- _Your task_
Nothing but the lines from the one containing "Task: locate the tower" through the one containing "Task: locate the weathered", both included, should be given again, each exactly as written below.

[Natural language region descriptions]
━━━
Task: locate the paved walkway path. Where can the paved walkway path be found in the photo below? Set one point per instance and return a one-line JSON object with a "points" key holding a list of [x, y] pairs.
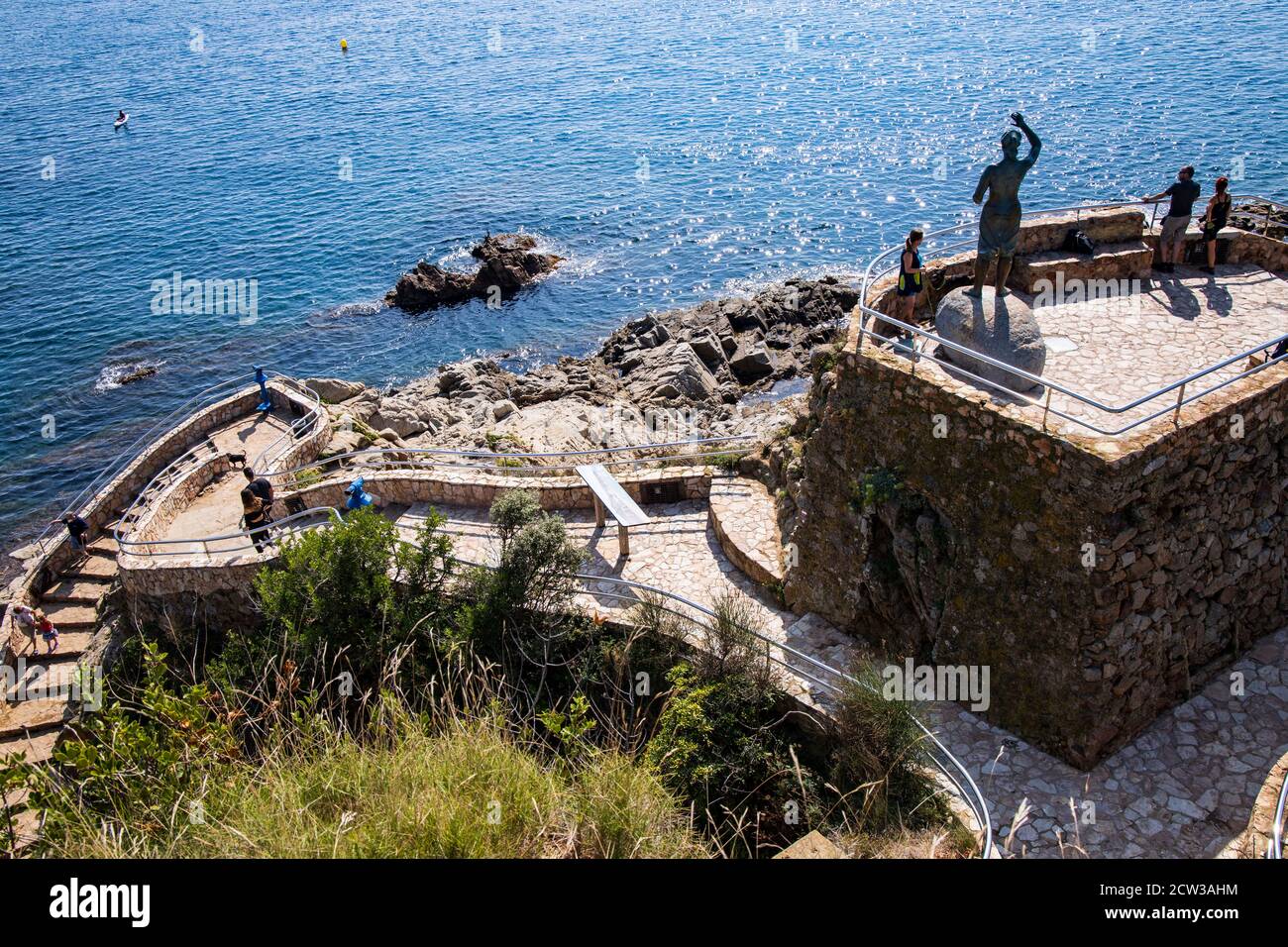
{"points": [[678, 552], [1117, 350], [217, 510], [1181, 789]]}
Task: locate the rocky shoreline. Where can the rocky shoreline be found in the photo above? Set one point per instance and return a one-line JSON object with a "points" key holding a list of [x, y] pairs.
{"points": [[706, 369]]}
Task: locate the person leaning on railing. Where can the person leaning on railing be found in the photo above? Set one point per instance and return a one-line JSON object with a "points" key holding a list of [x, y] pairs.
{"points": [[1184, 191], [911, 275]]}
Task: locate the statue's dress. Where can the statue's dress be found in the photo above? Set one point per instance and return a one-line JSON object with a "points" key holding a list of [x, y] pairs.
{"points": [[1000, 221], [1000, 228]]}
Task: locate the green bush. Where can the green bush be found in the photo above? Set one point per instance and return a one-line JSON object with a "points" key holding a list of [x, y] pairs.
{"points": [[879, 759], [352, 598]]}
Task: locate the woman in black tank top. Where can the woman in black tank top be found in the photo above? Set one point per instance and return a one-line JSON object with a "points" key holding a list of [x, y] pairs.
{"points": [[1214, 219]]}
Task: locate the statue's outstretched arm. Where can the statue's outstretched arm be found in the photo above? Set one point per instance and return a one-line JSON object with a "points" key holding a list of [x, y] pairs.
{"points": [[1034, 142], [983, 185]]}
━━━
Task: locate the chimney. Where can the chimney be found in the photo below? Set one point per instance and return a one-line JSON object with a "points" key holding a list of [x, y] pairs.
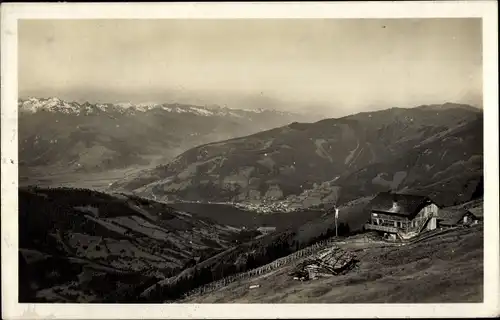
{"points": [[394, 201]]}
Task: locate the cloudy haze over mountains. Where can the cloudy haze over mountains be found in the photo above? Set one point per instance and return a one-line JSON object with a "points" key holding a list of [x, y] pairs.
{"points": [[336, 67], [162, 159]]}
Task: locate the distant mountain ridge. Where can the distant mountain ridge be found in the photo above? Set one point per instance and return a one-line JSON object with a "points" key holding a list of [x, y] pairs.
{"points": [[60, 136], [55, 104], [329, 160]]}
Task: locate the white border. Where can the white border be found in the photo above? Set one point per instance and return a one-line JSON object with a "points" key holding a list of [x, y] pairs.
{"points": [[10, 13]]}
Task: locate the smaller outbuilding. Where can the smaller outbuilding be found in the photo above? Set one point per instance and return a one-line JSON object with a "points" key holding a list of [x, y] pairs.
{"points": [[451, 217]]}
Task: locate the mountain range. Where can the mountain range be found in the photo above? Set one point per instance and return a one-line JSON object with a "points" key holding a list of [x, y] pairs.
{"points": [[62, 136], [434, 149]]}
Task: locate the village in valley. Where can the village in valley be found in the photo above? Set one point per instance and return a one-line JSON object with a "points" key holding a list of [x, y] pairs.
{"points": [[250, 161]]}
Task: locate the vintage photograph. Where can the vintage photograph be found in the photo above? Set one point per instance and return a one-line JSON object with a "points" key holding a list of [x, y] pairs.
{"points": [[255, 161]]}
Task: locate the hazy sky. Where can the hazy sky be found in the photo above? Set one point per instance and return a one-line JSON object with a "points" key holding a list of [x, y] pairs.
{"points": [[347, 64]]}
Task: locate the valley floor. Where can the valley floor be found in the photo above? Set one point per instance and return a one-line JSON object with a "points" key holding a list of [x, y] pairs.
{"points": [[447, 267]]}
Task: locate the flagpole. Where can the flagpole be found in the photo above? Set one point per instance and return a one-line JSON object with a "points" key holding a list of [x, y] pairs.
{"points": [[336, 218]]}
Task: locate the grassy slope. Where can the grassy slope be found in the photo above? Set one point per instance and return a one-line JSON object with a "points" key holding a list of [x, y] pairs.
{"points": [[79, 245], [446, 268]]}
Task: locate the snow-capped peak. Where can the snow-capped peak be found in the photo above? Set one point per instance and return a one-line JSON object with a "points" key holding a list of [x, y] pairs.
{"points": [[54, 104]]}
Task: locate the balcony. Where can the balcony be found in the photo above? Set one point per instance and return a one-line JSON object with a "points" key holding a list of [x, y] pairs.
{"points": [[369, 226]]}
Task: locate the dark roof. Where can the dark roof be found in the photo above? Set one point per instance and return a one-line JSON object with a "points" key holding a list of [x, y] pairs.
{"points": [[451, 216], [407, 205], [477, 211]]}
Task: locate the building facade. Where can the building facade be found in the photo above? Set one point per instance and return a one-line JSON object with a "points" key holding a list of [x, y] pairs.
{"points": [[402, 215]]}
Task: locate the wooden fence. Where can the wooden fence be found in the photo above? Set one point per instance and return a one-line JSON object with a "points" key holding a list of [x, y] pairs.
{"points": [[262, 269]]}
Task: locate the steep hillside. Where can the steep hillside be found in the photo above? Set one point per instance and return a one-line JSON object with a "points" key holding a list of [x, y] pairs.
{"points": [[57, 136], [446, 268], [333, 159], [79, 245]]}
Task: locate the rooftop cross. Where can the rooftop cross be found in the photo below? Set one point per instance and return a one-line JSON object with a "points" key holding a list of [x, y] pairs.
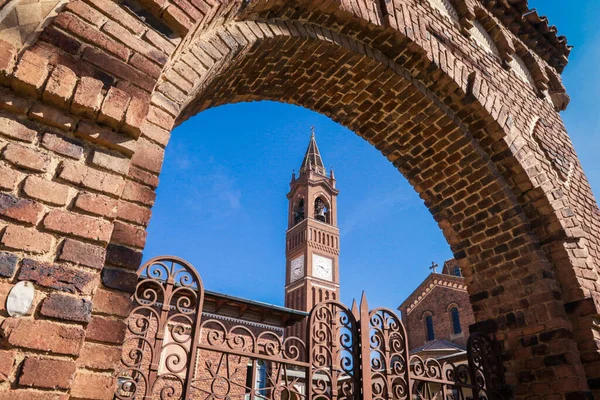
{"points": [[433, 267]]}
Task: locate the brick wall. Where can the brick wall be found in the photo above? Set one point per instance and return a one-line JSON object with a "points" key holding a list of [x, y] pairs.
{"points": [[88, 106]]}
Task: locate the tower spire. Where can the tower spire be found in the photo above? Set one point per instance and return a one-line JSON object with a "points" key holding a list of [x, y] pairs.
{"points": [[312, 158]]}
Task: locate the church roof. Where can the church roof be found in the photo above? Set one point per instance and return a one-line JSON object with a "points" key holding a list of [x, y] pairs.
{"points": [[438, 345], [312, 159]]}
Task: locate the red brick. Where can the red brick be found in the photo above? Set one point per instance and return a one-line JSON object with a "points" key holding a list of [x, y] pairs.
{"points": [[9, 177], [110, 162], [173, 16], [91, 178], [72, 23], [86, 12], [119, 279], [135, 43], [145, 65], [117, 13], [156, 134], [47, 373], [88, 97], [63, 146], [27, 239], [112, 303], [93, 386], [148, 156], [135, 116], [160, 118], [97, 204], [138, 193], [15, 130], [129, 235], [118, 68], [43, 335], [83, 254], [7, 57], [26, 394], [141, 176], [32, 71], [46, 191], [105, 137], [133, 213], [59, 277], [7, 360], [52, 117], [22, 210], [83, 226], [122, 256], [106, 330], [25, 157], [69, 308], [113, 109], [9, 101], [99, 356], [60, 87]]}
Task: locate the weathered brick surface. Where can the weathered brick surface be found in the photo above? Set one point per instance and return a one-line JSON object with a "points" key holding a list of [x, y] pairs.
━━━
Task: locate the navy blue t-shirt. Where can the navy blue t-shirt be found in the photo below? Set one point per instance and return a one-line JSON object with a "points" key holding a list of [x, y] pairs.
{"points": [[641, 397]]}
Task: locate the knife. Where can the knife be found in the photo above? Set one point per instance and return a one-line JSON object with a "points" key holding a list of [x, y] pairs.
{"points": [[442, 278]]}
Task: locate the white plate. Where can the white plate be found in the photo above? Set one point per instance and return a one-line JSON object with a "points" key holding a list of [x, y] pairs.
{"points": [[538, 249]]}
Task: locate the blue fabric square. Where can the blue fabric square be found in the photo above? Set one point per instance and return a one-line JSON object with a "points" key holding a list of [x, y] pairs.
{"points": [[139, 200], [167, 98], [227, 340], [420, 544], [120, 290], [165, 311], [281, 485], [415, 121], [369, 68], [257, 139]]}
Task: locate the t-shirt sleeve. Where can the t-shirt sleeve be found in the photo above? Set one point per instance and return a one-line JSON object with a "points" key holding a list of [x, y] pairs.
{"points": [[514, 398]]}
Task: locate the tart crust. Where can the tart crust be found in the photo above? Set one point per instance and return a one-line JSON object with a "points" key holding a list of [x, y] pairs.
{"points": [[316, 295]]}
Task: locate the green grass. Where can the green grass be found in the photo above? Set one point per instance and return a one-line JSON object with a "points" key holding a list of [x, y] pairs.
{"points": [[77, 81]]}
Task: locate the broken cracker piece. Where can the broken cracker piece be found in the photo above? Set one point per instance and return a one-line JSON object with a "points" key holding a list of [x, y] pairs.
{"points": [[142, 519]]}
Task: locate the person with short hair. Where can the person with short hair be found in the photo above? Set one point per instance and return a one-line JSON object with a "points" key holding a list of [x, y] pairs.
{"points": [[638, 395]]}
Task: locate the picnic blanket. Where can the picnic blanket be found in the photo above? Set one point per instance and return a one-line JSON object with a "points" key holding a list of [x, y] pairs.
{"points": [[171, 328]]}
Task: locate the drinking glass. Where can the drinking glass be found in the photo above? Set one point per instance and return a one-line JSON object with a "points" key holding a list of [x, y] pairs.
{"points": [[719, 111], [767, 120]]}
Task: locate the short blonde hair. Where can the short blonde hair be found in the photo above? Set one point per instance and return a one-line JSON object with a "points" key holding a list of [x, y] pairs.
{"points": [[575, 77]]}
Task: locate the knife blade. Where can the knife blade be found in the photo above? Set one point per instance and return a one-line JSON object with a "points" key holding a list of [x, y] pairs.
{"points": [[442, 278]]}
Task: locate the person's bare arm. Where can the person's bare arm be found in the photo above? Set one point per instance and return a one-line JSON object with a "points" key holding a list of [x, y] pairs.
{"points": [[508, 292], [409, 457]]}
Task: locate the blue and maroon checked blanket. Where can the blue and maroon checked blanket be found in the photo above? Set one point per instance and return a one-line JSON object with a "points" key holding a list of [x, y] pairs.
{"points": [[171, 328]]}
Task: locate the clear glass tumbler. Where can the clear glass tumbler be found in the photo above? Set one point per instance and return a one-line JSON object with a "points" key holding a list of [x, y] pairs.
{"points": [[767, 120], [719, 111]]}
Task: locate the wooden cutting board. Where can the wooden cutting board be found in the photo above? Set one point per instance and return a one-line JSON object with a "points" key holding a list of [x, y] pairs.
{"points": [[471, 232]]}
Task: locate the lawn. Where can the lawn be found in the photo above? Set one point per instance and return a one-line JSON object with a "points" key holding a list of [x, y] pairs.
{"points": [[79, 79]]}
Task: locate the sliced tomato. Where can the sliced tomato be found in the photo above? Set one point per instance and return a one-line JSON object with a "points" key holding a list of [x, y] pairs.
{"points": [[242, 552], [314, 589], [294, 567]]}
━━━
- _Output_
Task: locate the tower spire. Where can the tower spire be found in the photo above? Set one point per instance and return a one-line JSON object with a "points" key holding a list of [x, y] pairs.
{"points": [[312, 158]]}
Task: locate the church roof. Where can the church roof be found in the photo above? Set one point per instance and return a one-line JSON object with a "points" key holding a list of [x, y] pairs.
{"points": [[438, 345], [312, 159]]}
Task: locate the red brick. Where can the red brick be found in the photo above? Set one point per instance and return a one-line JSON object with a "points" key holding a list of [x, y] pairs.
{"points": [[9, 177], [110, 162], [173, 16], [91, 178], [72, 23], [86, 12], [119, 279], [135, 43], [145, 65], [117, 13], [156, 134], [47, 373], [88, 97], [63, 146], [27, 239], [112, 303], [93, 386], [148, 156], [135, 116], [160, 118], [97, 204], [138, 193], [15, 130], [129, 235], [118, 68], [43, 335], [83, 254], [7, 57], [26, 394], [141, 176], [32, 71], [46, 191], [105, 137], [133, 213], [59, 277], [7, 360], [52, 117], [22, 210], [83, 226], [122, 256], [106, 330], [25, 157], [69, 308], [113, 109], [9, 101], [99, 356], [60, 87]]}
Task: locate the weathered brick surface. Where can the weathered brick surface be found in the photo above? Set one point per instance and return a one-line JSON object with a "points" key holding a list of [x, y] pairs.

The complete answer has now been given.